— Required work —
Gather each line in the listing below that contains the word "strap".

— Records shown —
>> Begin
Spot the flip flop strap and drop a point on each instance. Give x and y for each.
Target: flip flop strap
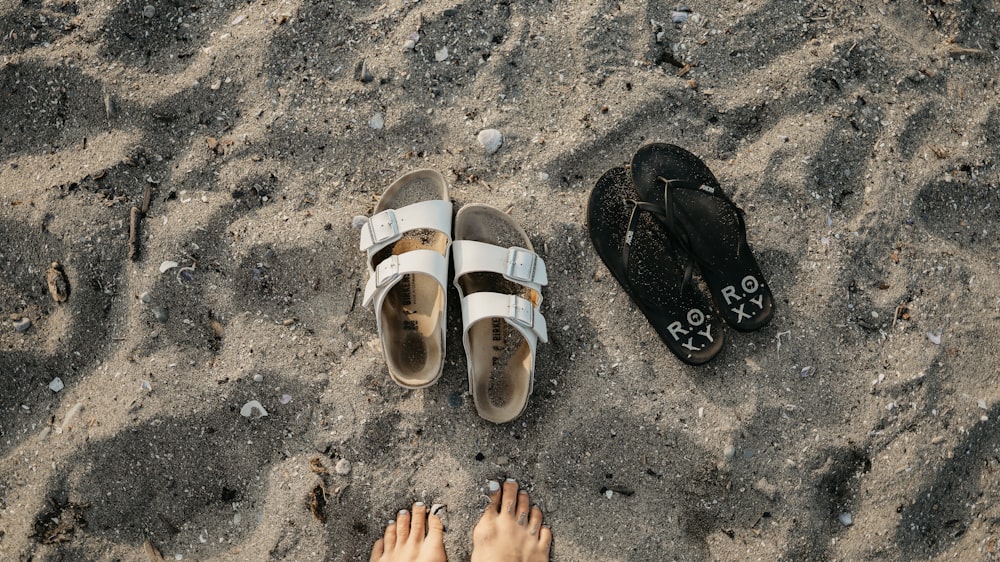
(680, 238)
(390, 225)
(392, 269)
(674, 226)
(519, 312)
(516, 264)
>> End
>> Begin
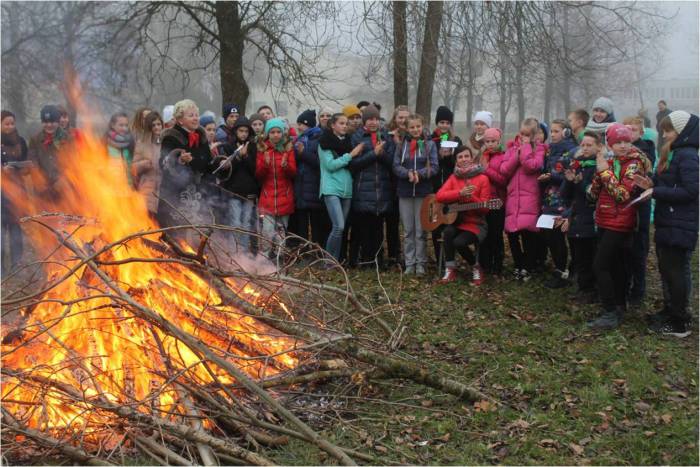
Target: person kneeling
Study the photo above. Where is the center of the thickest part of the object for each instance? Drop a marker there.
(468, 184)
>> End
— Solved problem —
Spot the flip flop strap and drop a point on each instance. Give x and y for each.
Target: flip flop strap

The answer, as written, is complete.